===== DATASET ENTRIES

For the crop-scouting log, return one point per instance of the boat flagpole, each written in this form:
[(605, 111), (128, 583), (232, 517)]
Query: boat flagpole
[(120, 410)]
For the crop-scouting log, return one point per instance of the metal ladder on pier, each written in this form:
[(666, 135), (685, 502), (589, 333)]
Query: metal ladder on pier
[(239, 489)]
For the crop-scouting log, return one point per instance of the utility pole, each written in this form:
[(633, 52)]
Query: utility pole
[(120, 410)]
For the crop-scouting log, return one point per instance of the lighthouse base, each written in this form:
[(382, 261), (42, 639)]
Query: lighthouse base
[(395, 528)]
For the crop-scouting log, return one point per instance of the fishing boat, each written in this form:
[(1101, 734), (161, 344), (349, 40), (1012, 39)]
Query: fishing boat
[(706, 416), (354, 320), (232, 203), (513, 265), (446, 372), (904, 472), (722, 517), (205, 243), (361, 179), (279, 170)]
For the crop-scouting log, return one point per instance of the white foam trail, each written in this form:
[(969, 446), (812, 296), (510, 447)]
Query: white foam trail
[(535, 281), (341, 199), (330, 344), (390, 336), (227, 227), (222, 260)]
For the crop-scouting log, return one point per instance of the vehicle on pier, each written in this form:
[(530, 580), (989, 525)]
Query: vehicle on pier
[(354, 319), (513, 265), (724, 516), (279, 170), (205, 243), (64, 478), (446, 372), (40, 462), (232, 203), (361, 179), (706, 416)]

==========
===== DATASET ENTRIES

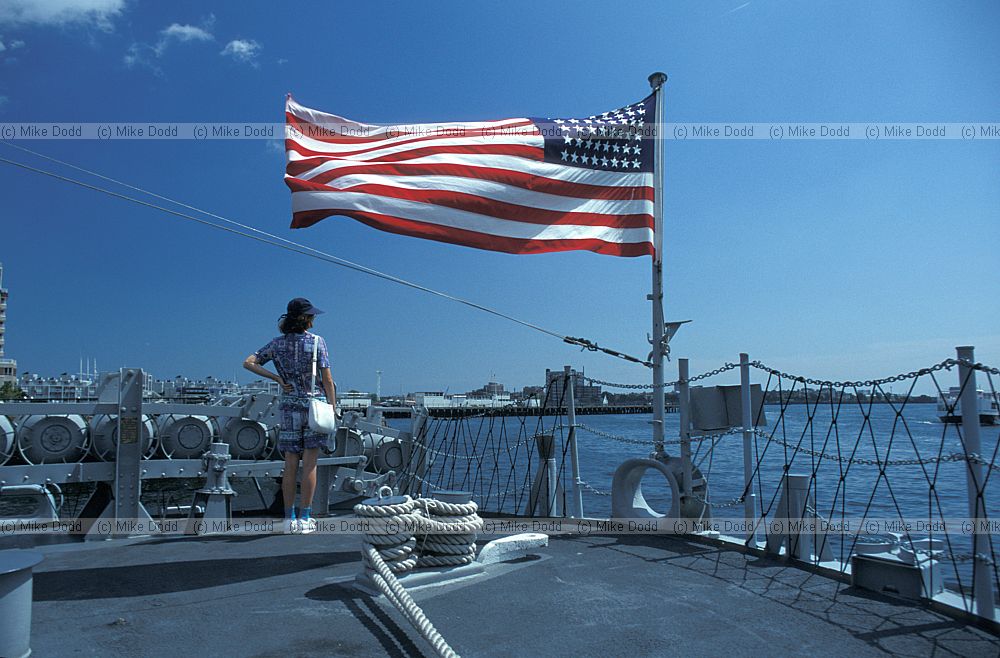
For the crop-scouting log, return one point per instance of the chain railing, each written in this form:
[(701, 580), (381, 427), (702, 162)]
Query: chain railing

==========
===== DATASET ENTRIES

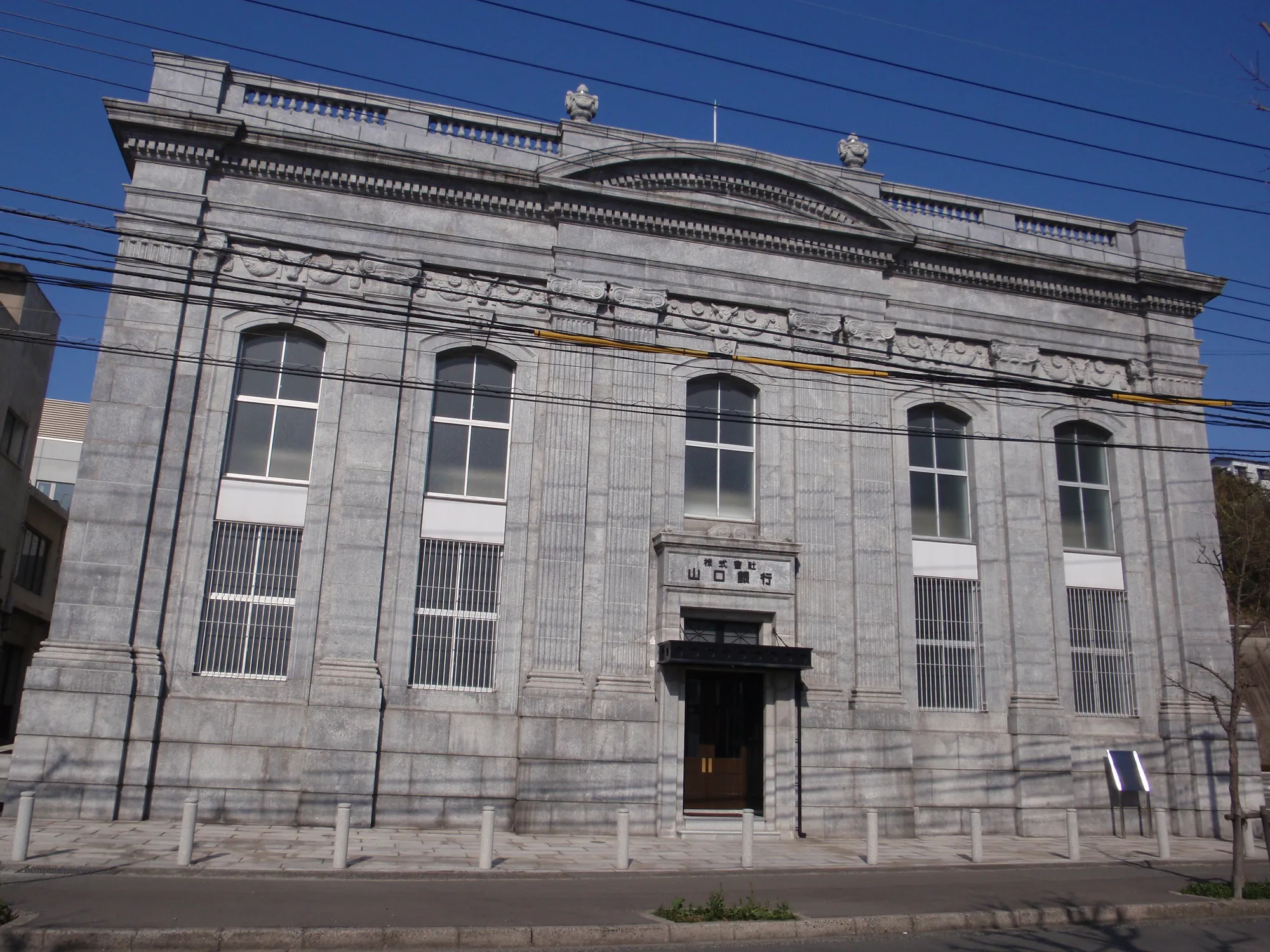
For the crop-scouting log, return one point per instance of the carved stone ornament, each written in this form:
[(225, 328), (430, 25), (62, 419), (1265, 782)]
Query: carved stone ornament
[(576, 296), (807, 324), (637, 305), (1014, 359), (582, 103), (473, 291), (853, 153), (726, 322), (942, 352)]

==========

*EXERCISE OBJECTIVE*. Lines that contain "chain" are the result; find them in the entries above and copy each one.

*TASK ANSWER*.
For the crop-scouting log, return one point per instance of the chain railing, each written in this form:
Query: chain railing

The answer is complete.